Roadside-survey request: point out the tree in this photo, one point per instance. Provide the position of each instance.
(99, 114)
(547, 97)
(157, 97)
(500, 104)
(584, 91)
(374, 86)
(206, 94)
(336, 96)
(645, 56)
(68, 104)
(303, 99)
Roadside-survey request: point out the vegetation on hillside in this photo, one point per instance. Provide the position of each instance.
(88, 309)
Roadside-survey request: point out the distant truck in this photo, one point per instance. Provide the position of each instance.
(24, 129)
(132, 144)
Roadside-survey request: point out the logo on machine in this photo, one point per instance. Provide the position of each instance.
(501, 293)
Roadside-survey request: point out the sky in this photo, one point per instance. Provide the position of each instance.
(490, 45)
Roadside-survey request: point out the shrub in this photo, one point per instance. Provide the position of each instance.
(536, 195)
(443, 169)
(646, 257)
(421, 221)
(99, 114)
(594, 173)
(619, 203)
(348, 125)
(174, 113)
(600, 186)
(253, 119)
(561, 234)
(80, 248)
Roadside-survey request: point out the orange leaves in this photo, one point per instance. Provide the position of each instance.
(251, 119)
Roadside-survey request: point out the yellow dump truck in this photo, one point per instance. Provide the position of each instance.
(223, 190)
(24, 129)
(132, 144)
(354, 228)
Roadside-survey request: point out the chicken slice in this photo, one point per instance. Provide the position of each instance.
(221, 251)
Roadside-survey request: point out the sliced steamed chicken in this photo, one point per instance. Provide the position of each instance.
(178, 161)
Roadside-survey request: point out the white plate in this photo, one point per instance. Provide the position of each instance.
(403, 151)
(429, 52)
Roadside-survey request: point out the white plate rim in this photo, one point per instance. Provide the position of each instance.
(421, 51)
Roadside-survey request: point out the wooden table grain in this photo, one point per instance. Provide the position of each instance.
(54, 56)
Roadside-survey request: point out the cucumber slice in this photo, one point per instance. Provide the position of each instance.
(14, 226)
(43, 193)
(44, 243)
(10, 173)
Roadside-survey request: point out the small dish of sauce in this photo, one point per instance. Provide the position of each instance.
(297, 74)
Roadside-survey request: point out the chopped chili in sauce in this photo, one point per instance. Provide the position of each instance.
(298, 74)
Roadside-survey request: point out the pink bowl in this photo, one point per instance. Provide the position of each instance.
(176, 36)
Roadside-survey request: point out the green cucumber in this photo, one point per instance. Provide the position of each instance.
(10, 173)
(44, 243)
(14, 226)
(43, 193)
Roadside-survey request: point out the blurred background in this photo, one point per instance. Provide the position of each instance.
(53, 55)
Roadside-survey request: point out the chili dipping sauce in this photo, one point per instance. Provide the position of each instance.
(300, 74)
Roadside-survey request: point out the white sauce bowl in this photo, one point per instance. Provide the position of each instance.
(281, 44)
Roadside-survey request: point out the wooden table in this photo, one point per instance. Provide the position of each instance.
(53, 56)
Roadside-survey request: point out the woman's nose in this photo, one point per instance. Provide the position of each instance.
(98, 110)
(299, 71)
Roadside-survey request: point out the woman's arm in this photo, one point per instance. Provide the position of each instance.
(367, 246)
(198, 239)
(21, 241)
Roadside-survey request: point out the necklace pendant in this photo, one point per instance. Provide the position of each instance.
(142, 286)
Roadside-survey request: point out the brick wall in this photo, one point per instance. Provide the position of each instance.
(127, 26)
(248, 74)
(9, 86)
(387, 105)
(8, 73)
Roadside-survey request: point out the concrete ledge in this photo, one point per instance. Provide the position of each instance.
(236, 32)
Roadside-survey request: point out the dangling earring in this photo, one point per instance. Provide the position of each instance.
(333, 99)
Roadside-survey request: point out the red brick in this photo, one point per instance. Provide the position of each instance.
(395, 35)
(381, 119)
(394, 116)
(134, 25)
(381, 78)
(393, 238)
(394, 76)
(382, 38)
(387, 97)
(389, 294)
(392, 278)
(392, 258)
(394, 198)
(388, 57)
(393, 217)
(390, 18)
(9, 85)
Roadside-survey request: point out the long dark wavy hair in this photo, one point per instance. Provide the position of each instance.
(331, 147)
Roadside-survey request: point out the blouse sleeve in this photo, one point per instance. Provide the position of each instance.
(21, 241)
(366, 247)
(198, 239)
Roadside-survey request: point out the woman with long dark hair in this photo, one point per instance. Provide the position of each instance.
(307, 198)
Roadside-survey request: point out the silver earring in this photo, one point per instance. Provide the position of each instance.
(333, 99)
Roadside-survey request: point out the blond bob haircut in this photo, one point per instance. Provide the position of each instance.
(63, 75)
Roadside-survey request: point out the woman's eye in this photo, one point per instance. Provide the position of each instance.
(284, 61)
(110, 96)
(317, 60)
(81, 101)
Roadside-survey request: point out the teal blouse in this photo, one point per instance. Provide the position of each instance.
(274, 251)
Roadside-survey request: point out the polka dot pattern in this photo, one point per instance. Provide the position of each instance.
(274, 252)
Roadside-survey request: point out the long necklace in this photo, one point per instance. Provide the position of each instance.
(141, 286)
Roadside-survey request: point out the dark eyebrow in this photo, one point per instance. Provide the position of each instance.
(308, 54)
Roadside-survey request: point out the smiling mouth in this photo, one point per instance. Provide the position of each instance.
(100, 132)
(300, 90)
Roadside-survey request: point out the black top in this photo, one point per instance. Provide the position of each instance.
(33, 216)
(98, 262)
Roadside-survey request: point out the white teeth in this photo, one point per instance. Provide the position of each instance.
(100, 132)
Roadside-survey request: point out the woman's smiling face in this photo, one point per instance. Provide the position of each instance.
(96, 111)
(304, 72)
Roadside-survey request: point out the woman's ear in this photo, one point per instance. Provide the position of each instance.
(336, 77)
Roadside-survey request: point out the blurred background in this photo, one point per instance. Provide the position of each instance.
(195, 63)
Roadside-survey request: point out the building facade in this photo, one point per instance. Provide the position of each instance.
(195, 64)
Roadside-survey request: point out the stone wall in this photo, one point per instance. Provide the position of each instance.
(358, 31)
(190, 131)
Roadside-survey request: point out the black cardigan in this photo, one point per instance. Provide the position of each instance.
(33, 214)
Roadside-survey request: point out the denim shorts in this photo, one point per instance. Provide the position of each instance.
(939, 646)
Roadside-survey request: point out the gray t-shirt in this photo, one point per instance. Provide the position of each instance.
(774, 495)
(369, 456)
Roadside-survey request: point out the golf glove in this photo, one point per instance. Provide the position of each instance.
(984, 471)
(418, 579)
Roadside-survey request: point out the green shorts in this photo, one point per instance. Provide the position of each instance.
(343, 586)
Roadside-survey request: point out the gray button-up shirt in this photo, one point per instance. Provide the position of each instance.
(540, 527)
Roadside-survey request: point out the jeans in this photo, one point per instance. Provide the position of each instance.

● ● ● ● ● ● ●

WHAT YOU SHOULD DO
What do the records say? Quote them all exactly.

ANSWER TO THIS EXERCISE
Roadside-survey request: point out the tree in this photo, one point per instance. Provide the position of each instance.
(99, 114)
(547, 97)
(157, 97)
(500, 104)
(584, 91)
(374, 86)
(206, 94)
(336, 96)
(645, 56)
(68, 104)
(303, 99)
Roadside-survey request: point out the vegetation on hillside in this photo, one point per instance. Provide the position of each instance.
(88, 309)
Roadside-survey request: point out the distant truck in this photo, one point per instance. Provide the position of each instance.
(24, 129)
(132, 144)
Roadside-survey request: point out the logo on machine in this photo, one point per instance. Provide the position of each instance.
(501, 293)
Roadside-survey request: point out the sky in this photo, one point per instance. Provide the position of each instance.
(490, 45)
Roadside-survey request: point out the shrub in this photo, one point per instance. Provide the position of each instance.
(536, 195)
(443, 169)
(646, 257)
(421, 221)
(99, 114)
(594, 173)
(619, 203)
(348, 125)
(174, 113)
(600, 186)
(253, 119)
(561, 234)
(80, 248)
Roadside-survey request: point out the orange leaves in this photo, one point per instance. Provide the position of each instance.
(251, 119)
Roadside-survey request: point out the yellow dump truck in this photo, one point per instance. Provide the position of each instance.
(223, 190)
(24, 129)
(132, 144)
(354, 228)
Roadside-survey request: point out the chicken slice in this photo, one point per instance. Provide the position of each instance.
(221, 251)
Roadside-survey request: point out the sliced steamed chicken in this photo, one point per instance. Provide the position of each instance.
(178, 161)
Roadside-survey request: point out the white plate in this photo, one point per instance. Provide the position of each instance.
(403, 151)
(429, 52)
Roadside-survey request: point out the white plate rim in this photo, one point per instance. Provide the position of each instance.
(421, 51)
Roadside-survey request: point out the wooden table grain in this photo, one point per instance. Provide the position of each instance.
(54, 56)
Roadside-survey request: point out the cucumber slice in this photo, one point per instance. Provide the position of each instance.
(14, 226)
(43, 193)
(44, 243)
(10, 173)
Roadside-survey request: point out the small dish of sauce in this photo, one point per instance. Provide the position of each instance.
(297, 74)
Roadside-survey request: point out the chopped chili in sauce in this photo, one point per instance. Provide the position of each instance.
(298, 74)
Roadside-survey request: point out the pink bowl in this photo, one point per instance. Provide the position of each instance.
(176, 36)
Roadside-survey request: point out the green cucumber in this photo, one point per instance. Provide the position of each instance.
(10, 173)
(44, 243)
(14, 226)
(43, 193)
Roadside-survey request: point out the blurred background in this photo, one point per instance. Provide the position of each instance.
(53, 55)
Roadside-survey request: point out the chili dipping sauce in this photo, one point per instance. Provide the position of each instance.
(300, 74)
Roadside-survey request: point out the white sauce bowl in this photo, one point per instance. Provide the position of each instance.
(281, 44)
Roadside-survey request: point out the wooden table in this photo, one point per instance. Provide the position of each instance.
(53, 56)
Roadside-survey request: point out the woman's nose in this photo, one point per instance. Provide the position of each instance.
(98, 110)
(299, 71)
Roadside-survey request: point out the woman's arm in this photo, one point per instance. Provide the position of each instance.
(367, 246)
(198, 239)
(21, 241)
Roadside-survey request: point out the necklace pendant in this photo, one point per instance. Provide the position of each instance.
(142, 286)
Roadside-survey request: point out the brick wall in this photo, one point per instance. Provide the position of each instance.
(127, 26)
(248, 74)
(9, 86)
(387, 105)
(8, 73)
Roadside-survey request: point out the concrete ledge in this photo, one point per instance. Provide the position of each instance.
(236, 32)
Roadside-survey request: point out the dangling earring in this photo, one point per instance. Provide the position of each instance.
(333, 99)
Roadside-survey request: point out the red brick in this photo, one point per instance. Provide the position of each instance.
(395, 35)
(381, 119)
(394, 116)
(134, 25)
(381, 78)
(393, 238)
(394, 76)
(382, 38)
(387, 97)
(389, 294)
(392, 278)
(392, 258)
(394, 198)
(388, 57)
(393, 217)
(390, 18)
(9, 85)
Roadside-survey request: point out the long dark wavy hair in this photo, one point per instance. Provide the position of each instance.
(331, 147)
Roadside-survey request: point out the blouse sleeve in this photo, one point per instance. Provide the position of each instance.
(21, 241)
(366, 247)
(198, 239)
Roadside-survey request: point out the woman with long dark hair in this photo, one point per instance. Provide the position of each instance.
(307, 198)
Roadside-survey request: point out the silver earring in this photo, one point per instance. Provide the position of each instance.
(333, 99)
Roadside-survey request: point out the blond bob haircut in this photo, one point per instance. Provide the position of each instance.
(63, 75)
Roadside-survey request: point out the woman's eye in this photo, one point per instance. Provide the position of each instance.
(284, 61)
(110, 96)
(317, 60)
(81, 101)
Roadside-survey request: point out the teal blouse in this photo, one point per instance. Provide the position of each instance.
(274, 251)
Roadside-survey request: point out the polka dot pattern in this photo, one point per instance. Provide the position of each instance.
(274, 252)
Roadside-survey request: point out the long necklace in this photo, one point per instance. Provide the position of each instance.
(141, 286)
Roadside-survey request: point out the dark eyebrow in this photo, one point per instance. Provide the position of each instance.
(308, 54)
Roadside-survey request: point out the smiling mouth in this photo, one point per instance. Provide the position of each instance.
(100, 132)
(300, 90)
Roadside-survey request: point out the black top in this photo, one point per instance. Provide the position of each instance.
(33, 216)
(98, 262)
Roadside-survey request: point out the white teeth in this photo, one point per instance. Provide the position of each instance.
(100, 132)
Roadside-survey request: point out the woman's smiling face in this photo, one point per instance. Provide the position of each instance.
(96, 111)
(304, 72)
Roadside-survey request: point out the woman's ear in this photo, one point per instance. Provide the position of each instance.
(336, 77)
Roadside-survey request: point out the blurred background in this photo, one point per instance. Provide the position of each instance.
(195, 63)
Roadside-survey request: point out the building facade in this photo, one point per instance. Provide the position of each instance.
(195, 64)
Roadside-survey request: point out the stone wall in this photo, one point per instance. Provide the position of each instance.
(358, 31)
(190, 131)
Roadside-survey request: point out the black cardigan in this photo, one point per instance. Provide the position of each instance.
(33, 214)
Roadside-survey request: point out the denim shorts in this photo, one point per instance. Provide the position of each instance.
(939, 646)
Roadside-survey request: point out the gray t-shirt in this photo, one point per instance. Provide the position of each instance.
(774, 495)
(369, 456)
Roadside-survey request: point out the golf glove in this photo, one point per instance. Provide the position of each instance.
(984, 471)
(418, 579)
Roadside-survey request: point out the green shorts in this photo, one point per instance. Provide the position of each instance.
(343, 586)
Roadside-survey request: point out the gray button-up shirt in this photo, one point per instance. Provide the position of each instance.
(540, 527)
Roadside-survey request: point out the jeans in this photo, one point per instance. Provide the position of each instance.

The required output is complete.